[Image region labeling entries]
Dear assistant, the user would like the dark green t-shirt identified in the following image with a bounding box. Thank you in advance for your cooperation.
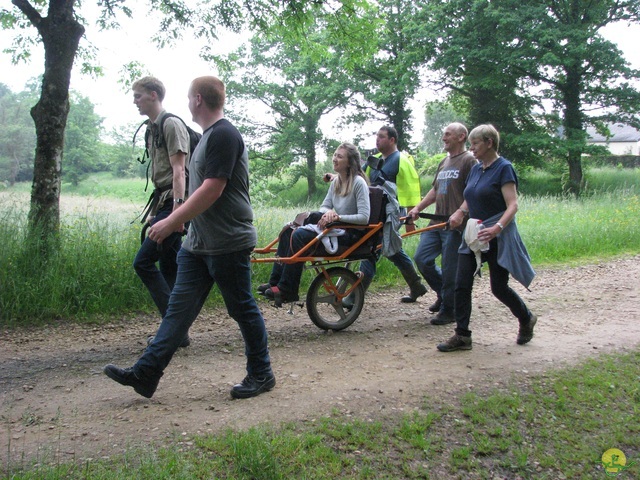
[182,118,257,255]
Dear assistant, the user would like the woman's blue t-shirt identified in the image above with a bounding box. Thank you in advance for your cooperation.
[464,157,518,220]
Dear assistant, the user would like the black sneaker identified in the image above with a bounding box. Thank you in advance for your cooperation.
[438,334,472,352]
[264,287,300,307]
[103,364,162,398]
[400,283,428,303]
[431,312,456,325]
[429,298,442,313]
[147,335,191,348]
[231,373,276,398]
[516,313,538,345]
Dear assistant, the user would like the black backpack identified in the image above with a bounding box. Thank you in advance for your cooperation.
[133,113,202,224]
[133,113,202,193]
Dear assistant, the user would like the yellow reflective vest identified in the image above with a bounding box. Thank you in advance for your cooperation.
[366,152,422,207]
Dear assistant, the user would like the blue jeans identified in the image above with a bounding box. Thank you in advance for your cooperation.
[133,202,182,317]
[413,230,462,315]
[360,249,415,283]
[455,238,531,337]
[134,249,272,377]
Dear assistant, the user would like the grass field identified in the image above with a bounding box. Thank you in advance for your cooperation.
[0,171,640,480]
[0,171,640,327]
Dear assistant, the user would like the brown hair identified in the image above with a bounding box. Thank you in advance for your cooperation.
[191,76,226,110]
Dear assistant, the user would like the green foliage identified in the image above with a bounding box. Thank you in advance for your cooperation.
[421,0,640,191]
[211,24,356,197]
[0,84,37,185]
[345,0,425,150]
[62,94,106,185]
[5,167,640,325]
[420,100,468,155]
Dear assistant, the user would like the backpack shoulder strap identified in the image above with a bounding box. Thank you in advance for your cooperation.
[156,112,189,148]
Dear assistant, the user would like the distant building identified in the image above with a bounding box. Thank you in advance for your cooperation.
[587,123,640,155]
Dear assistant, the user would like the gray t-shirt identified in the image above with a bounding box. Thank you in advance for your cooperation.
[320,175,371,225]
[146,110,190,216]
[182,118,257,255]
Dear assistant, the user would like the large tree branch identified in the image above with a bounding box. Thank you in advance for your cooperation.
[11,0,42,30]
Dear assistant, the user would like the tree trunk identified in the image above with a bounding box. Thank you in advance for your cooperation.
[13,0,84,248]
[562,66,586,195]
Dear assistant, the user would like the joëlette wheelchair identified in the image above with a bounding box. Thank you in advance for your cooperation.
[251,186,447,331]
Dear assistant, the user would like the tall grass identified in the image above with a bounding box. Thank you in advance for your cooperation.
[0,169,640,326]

--

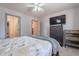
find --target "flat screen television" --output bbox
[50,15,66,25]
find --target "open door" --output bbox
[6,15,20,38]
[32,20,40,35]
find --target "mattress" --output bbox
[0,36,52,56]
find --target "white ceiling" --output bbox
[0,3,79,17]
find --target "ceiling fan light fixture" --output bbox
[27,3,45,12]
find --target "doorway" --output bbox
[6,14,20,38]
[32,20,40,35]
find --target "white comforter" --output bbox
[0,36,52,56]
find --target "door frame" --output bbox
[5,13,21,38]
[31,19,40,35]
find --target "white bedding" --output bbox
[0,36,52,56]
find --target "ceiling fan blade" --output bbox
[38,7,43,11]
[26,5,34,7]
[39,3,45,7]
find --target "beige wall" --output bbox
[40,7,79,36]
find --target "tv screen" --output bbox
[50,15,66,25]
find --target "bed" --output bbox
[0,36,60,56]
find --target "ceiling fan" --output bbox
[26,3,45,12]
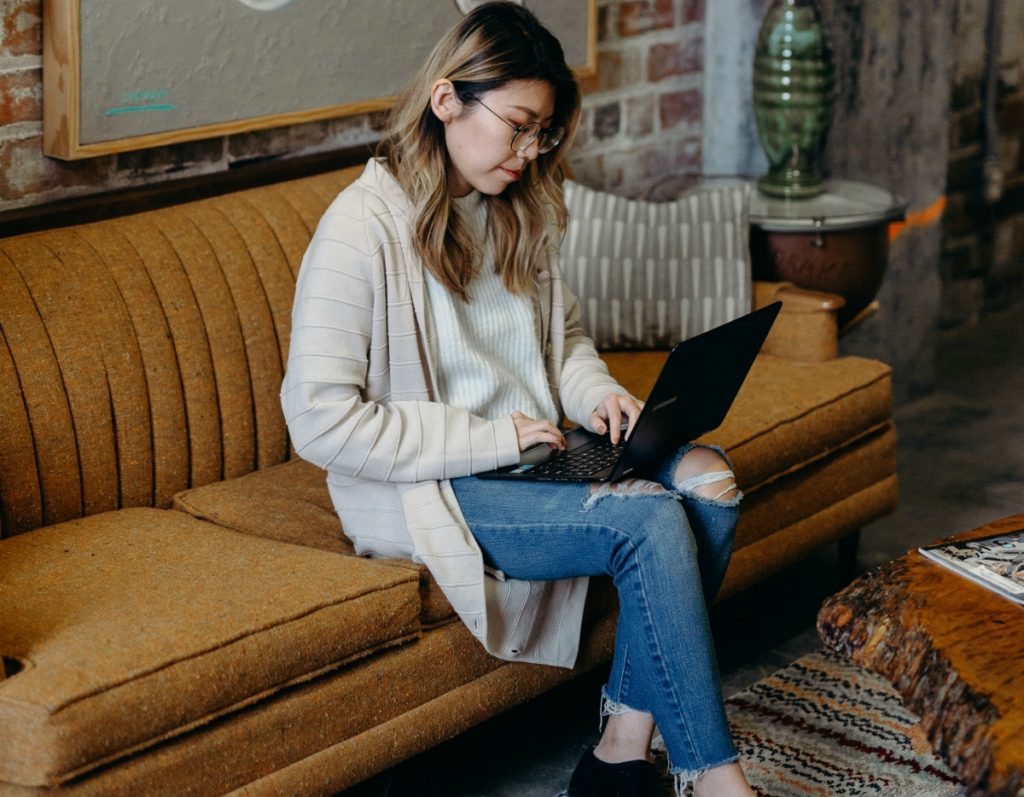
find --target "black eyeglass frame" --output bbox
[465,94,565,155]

...

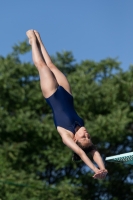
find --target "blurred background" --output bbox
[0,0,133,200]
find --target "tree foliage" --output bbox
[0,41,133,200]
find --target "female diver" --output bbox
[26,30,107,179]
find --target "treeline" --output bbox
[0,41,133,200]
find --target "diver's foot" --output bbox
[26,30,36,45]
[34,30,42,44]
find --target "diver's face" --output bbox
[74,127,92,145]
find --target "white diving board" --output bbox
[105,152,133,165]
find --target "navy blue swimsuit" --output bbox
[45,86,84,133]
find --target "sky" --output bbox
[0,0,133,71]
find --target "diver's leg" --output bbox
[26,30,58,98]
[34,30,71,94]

To be done:
Begin at the line of the listing that has "Dear assistant, the user would like the black backpack" and stop after the line that has "[133,113,202,193]". Write those lines out again, renaming "black backpack" to "gray backpack" and leaving everything else the same.

Exercise response:
Dear assistant, the user would like the gray backpack identified in the image above with a bounding box. Thank you in advance for your cooperation.
[133,113,202,224]
[133,113,202,193]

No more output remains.